Selected passage below:
Joint Venture Details
The joint venture, named Neogen Morita New Materials Limited (NML), will focus on the production, development, and sale of solid LiPF₆ salt, a crucial component in the electrolytes used in lithium-ion batteries. This strategic partnership aims to leverage the technological and manufacturing capabilities of both organizations to capitalize on the booming lithium-ion battery industry.
Ownership Structure
According to the agreement, Neogen Ionics Limited will hold a minimum of 80% of NML's share capital, while Morita Investment Limited will own up to 20%. This structure ensures that Neogen Chemicals maintains a controlling interest in the venture while benefiting from Morita's expertise and global presence.
Manufacturing and Technology
NML is set to establish its manufacturing facility in Pakhajan, Gujarat. By combining Neogen's local presence with Morita Group's globally proven technology, developed over 30 years, the venture aims to enhance the reliability and efficiency of LiPF₆ production.
Strategic Implications
This collaboration marks one of the first joint ventures between Indian and Japanese companies in the lithium-ion battery materials space. For Neogen Chemicals, the partnership offers several strategic advantages:
- Access to advanced technology: Morita's extensive experience in lithium salt manufacturing will help improve Neogen's existing technology.
- Global market access: The joint venture is expected to facilitate faster entry into international markets and gain approvals from global customers.
- Participation in a growth market: The partnership positions Neogen Chemicals to play a significant role in the rapidly expanding lithium-ion battery supply chain.
End of Selected passage.
Entries provided below:
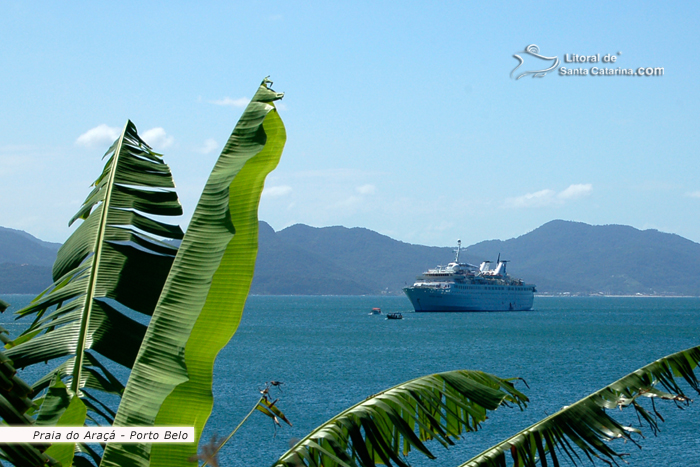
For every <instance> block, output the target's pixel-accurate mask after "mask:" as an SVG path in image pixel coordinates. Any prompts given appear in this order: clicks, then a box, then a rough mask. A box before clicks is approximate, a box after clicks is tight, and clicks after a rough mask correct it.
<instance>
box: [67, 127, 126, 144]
mask: <svg viewBox="0 0 700 467" xmlns="http://www.w3.org/2000/svg"><path fill="white" fill-rule="evenodd" d="M120 134H121V133H120V130H119V128H116V127H111V126H107V125H105V124H104V123H103V124H102V125H99V126H96V127H95V128H93V129H91V130H88V131H86V132H85V133H83V134H82V135H80V136H78V139H77V140H75V144H77V145H79V146H85V147H87V148H94V147H97V146H103V145H107V144H110V143H112V142H113V141H114V140H115V139H117V138H119V135H120Z"/></svg>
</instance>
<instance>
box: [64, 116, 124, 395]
mask: <svg viewBox="0 0 700 467" xmlns="http://www.w3.org/2000/svg"><path fill="white" fill-rule="evenodd" d="M129 123H130V122H129V121H127V122H126V125H124V130H122V134H121V136H120V137H119V143H118V144H117V147H116V148H115V149H114V156H113V157H112V167H111V170H110V171H109V179H108V180H107V185H106V190H107V191H106V192H105V196H104V199H103V201H102V213H101V215H100V222H99V224H98V230H97V237H96V238H95V246H94V248H93V252H94V254H93V255H92V267H91V270H90V280H89V283H88V288H87V293H86V294H85V304H84V305H83V312H82V316H81V319H80V333H79V334H78V345H77V346H76V349H75V365H74V366H73V380H72V381H71V387H70V388H71V391H73V394H76V395H77V394H78V391H79V390H80V381H81V379H82V368H83V361H84V358H85V355H84V354H85V341H86V340H87V329H88V325H89V322H90V316H91V314H92V300H93V298H94V296H95V289H96V288H97V275H98V273H99V264H100V259H101V258H102V246H103V240H104V236H105V232H106V230H107V214H108V212H109V203H110V200H111V198H112V189H113V187H114V178H115V176H116V172H117V164H118V163H119V155H120V154H121V150H122V145H123V144H124V136H125V135H126V131H127V129H128V128H129Z"/></svg>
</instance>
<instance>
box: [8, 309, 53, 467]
mask: <svg viewBox="0 0 700 467" xmlns="http://www.w3.org/2000/svg"><path fill="white" fill-rule="evenodd" d="M9 306H10V304H9V303H7V302H5V301H3V300H0V313H2V312H4V311H5V310H6V309H7V308H8V307H9ZM7 334H9V333H8V332H7V330H6V329H5V328H3V327H0V341H2V342H3V343H8V342H10V339H9V337H8V336H7ZM32 393H33V391H32V388H31V387H29V385H28V384H27V383H25V382H24V380H22V379H21V378H20V377H19V376H18V375H17V371H16V370H15V368H14V366H13V364H12V360H10V359H9V358H7V355H6V354H5V352H3V351H0V418H2V420H3V421H4V423H5V424H9V425H13V426H31V425H34V423H35V421H34V419H33V418H32V417H31V416H29V414H31V413H32V411H33V410H34V409H35V408H36V404H34V402H33V401H32V400H31V399H30V397H31V395H32ZM48 447H49V446H48V445H38V444H28V443H21V444H0V459H1V460H4V461H8V462H11V463H12V464H14V465H17V466H35V465H47V464H48V465H55V464H56V462H55V461H54V460H53V459H52V458H51V457H49V456H48V455H47V454H45V452H44V451H46V449H47V448H48Z"/></svg>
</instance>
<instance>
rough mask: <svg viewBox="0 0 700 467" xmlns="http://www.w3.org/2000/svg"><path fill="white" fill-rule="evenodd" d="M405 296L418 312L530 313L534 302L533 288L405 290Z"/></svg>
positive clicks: (414, 289) (499, 287)
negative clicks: (495, 312) (490, 312)
mask: <svg viewBox="0 0 700 467" xmlns="http://www.w3.org/2000/svg"><path fill="white" fill-rule="evenodd" d="M403 291H404V293H405V294H406V296H407V297H408V299H409V300H410V301H411V304H412V305H413V308H414V309H415V310H416V311H417V312H431V311H433V312H445V311H447V312H450V311H456V312H464V311H527V310H531V309H532V303H533V301H534V287H533V286H527V285H525V286H506V287H488V286H483V287H470V288H469V289H465V290H462V289H458V288H453V287H446V288H437V287H406V288H404V289H403Z"/></svg>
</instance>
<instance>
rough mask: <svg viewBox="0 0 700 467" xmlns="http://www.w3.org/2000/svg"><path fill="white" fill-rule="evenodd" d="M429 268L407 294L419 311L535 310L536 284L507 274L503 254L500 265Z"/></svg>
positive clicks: (457, 249)
mask: <svg viewBox="0 0 700 467" xmlns="http://www.w3.org/2000/svg"><path fill="white" fill-rule="evenodd" d="M461 248H462V242H461V241H459V240H458V241H457V250H455V251H456V253H457V256H456V257H455V260H454V262H452V263H449V264H448V265H447V266H438V267H437V268H436V269H429V270H428V271H426V272H424V273H423V274H421V275H420V276H418V277H417V278H416V282H415V283H414V284H413V286H411V287H405V288H404V289H403V291H404V292H405V293H406V296H408V298H409V300H411V303H412V304H413V308H414V309H415V310H416V311H525V310H530V309H532V302H533V299H534V294H535V291H536V290H535V285H534V284H526V283H524V282H523V281H522V280H520V279H515V278H513V277H511V276H510V275H508V273H507V272H506V265H507V263H508V261H502V260H501V259H500V255H499V258H498V260H497V261H496V266H495V268H494V269H491V267H490V266H491V263H490V262H489V261H484V262H483V263H481V265H480V266H479V267H477V266H474V265H473V264H469V263H460V262H459V253H460V250H461Z"/></svg>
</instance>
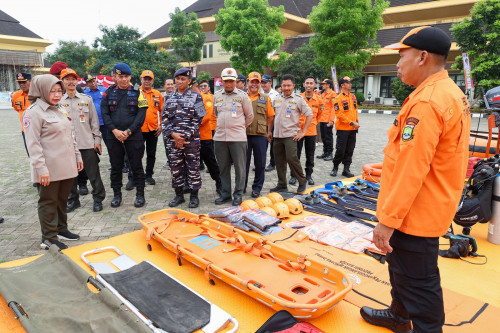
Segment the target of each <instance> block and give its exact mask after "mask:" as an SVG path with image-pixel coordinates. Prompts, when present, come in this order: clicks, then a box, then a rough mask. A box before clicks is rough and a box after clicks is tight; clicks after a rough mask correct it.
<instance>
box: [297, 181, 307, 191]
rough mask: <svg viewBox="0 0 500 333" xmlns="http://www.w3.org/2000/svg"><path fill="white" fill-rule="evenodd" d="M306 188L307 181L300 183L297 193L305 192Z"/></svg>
mask: <svg viewBox="0 0 500 333" xmlns="http://www.w3.org/2000/svg"><path fill="white" fill-rule="evenodd" d="M306 188H307V182H304V184H302V185H300V184H299V187H298V188H297V193H304V191H305V190H306Z"/></svg>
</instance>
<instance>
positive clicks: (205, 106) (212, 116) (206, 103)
mask: <svg viewBox="0 0 500 333" xmlns="http://www.w3.org/2000/svg"><path fill="white" fill-rule="evenodd" d="M202 85H207V86H208V82H207V81H206V80H203V81H201V84H200V85H197V84H194V85H193V86H192V87H191V89H193V91H194V92H197V93H198V94H200V95H201V97H202V98H203V104H204V105H205V110H206V111H207V114H206V115H205V116H204V117H203V119H202V120H201V125H200V144H201V149H200V162H201V163H205V165H206V166H207V170H208V172H209V173H210V177H211V178H212V179H213V180H214V181H215V191H216V192H217V194H219V195H220V194H221V186H222V185H221V182H220V170H219V165H217V160H216V159H215V152H214V141H213V140H212V130H213V124H212V119H213V118H215V115H214V103H213V100H214V96H213V95H212V94H210V89H204V90H205V91H207V90H208V92H209V93H208V94H207V93H203V91H201V90H200V89H199V87H201V86H202ZM204 88H205V87H204ZM215 124H216V125H217V118H215ZM201 163H200V164H201ZM200 170H201V168H200Z"/></svg>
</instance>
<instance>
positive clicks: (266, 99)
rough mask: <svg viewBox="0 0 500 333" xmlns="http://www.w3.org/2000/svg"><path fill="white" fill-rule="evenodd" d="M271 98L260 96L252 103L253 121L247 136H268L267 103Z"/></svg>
mask: <svg viewBox="0 0 500 333" xmlns="http://www.w3.org/2000/svg"><path fill="white" fill-rule="evenodd" d="M268 99H269V96H267V95H266V94H260V96H259V97H257V99H256V100H255V101H253V102H252V109H253V121H252V123H251V124H250V126H248V127H247V135H261V136H267V101H268Z"/></svg>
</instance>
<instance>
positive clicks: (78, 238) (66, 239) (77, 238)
mask: <svg viewBox="0 0 500 333" xmlns="http://www.w3.org/2000/svg"><path fill="white" fill-rule="evenodd" d="M57 237H58V238H59V239H63V240H79V239H80V236H79V235H77V234H74V233H72V232H71V231H69V230H66V231H63V232H60V233H58V234H57Z"/></svg>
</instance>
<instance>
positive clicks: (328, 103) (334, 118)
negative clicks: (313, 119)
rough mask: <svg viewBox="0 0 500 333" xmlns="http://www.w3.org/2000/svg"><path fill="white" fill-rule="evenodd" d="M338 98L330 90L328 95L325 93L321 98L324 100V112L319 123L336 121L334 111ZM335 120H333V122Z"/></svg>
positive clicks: (335, 92)
mask: <svg viewBox="0 0 500 333" xmlns="http://www.w3.org/2000/svg"><path fill="white" fill-rule="evenodd" d="M335 97H337V93H336V92H335V91H334V90H333V89H330V90H329V91H328V92H327V93H323V94H322V95H321V98H322V99H323V105H324V112H322V114H321V116H320V117H319V118H318V122H319V123H328V122H330V121H335V112H334V110H333V101H334V100H335ZM332 119H333V120H332Z"/></svg>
End of Entries provided.
Activity
Please repeat the joint venture passage word for word, beginning at the words "Ownership Structure" and stopping after "and global presence.".

The completed task
Ownership Structure
According to the agreement, Neogen Ionics Limited will hold a minimum of 80% of NML's share capital, while Morita Investment Limited will own up to 20%. This structure ensures that Neogen Chemicals maintains a controlling interest in the venture while benefiting from Morita's expertise and global presence.